[Start of section]
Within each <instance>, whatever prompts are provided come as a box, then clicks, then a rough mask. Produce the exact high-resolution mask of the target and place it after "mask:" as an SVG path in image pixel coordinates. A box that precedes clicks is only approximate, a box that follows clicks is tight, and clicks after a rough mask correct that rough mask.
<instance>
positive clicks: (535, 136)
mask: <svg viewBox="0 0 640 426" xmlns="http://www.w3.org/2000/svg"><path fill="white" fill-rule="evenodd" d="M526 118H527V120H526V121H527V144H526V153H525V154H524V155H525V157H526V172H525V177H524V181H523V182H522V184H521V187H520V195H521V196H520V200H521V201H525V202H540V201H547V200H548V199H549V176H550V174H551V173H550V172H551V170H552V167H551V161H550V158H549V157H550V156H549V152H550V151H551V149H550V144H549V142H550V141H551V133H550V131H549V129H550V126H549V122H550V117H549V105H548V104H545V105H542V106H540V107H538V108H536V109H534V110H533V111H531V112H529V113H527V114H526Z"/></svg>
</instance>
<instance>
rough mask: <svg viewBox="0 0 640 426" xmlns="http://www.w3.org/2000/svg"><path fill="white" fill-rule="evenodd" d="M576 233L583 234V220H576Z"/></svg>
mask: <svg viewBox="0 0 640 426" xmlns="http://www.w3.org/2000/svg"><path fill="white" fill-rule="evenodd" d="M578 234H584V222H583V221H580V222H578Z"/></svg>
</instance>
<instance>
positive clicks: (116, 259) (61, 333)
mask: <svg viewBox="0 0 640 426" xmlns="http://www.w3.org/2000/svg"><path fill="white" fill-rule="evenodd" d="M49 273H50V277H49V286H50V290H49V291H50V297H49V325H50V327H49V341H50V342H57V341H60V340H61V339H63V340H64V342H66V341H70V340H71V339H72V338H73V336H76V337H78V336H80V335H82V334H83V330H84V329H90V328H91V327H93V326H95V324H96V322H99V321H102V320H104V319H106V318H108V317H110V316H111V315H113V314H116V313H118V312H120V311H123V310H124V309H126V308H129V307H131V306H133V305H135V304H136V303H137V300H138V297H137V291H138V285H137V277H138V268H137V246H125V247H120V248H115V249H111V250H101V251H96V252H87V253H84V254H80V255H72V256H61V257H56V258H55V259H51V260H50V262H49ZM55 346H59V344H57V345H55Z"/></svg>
[End of section]
_Task_: Retype every record exactly, omitting nothing.

_Output for this exercise_:
Within each <instance>, whatever prompts are provided come as a box, then clicks, then a rough mask. Produce the exact high-resolution mask of the target and place it after "mask:" as an SVG path in image pixel coordinates. A box that precedes clicks is only approximate, a box that follows clicks is tight, and clicks after a rough mask correct that rough mask.
<instance>
positive clicks: (535, 136)
mask: <svg viewBox="0 0 640 426" xmlns="http://www.w3.org/2000/svg"><path fill="white" fill-rule="evenodd" d="M526 118H527V120H526V121H527V144H526V153H525V154H524V155H525V157H526V172H525V177H524V181H523V182H522V184H521V187H520V195H521V196H520V200H521V201H525V202H540V201H547V200H548V199H549V176H550V174H551V173H550V172H551V170H552V167H551V161H550V158H549V157H550V156H549V152H550V151H551V149H550V144H549V142H550V141H551V133H550V131H549V129H550V126H549V122H550V117H549V105H548V104H545V105H542V106H540V107H538V108H536V109H534V110H533V111H531V112H529V113H527V114H526Z"/></svg>
</instance>
<instance>
rough mask: <svg viewBox="0 0 640 426" xmlns="http://www.w3.org/2000/svg"><path fill="white" fill-rule="evenodd" d="M576 233L583 234V220H576Z"/></svg>
mask: <svg viewBox="0 0 640 426" xmlns="http://www.w3.org/2000/svg"><path fill="white" fill-rule="evenodd" d="M578 234H584V222H583V221H580V222H578Z"/></svg>
</instance>
<instance>
positive clicks: (116, 259) (61, 333)
mask: <svg viewBox="0 0 640 426" xmlns="http://www.w3.org/2000/svg"><path fill="white" fill-rule="evenodd" d="M49 273H50V277H49V286H50V290H49V291H50V297H49V325H50V327H49V341H50V342H57V341H60V340H61V339H63V340H64V342H66V341H70V340H71V339H72V338H73V336H76V337H78V336H80V335H82V334H83V330H84V329H90V328H91V327H93V326H95V324H96V322H99V321H102V320H104V319H106V318H108V317H110V316H111V315H113V314H116V313H118V312H120V311H123V310H124V309H126V308H129V307H131V306H133V305H135V304H136V303H137V300H138V297H137V291H138V285H137V277H138V268H137V246H125V247H120V248H115V249H111V250H101V251H96V252H87V253H84V254H80V255H72V256H61V257H56V258H55V259H51V260H50V262H49ZM55 346H59V344H57V345H55Z"/></svg>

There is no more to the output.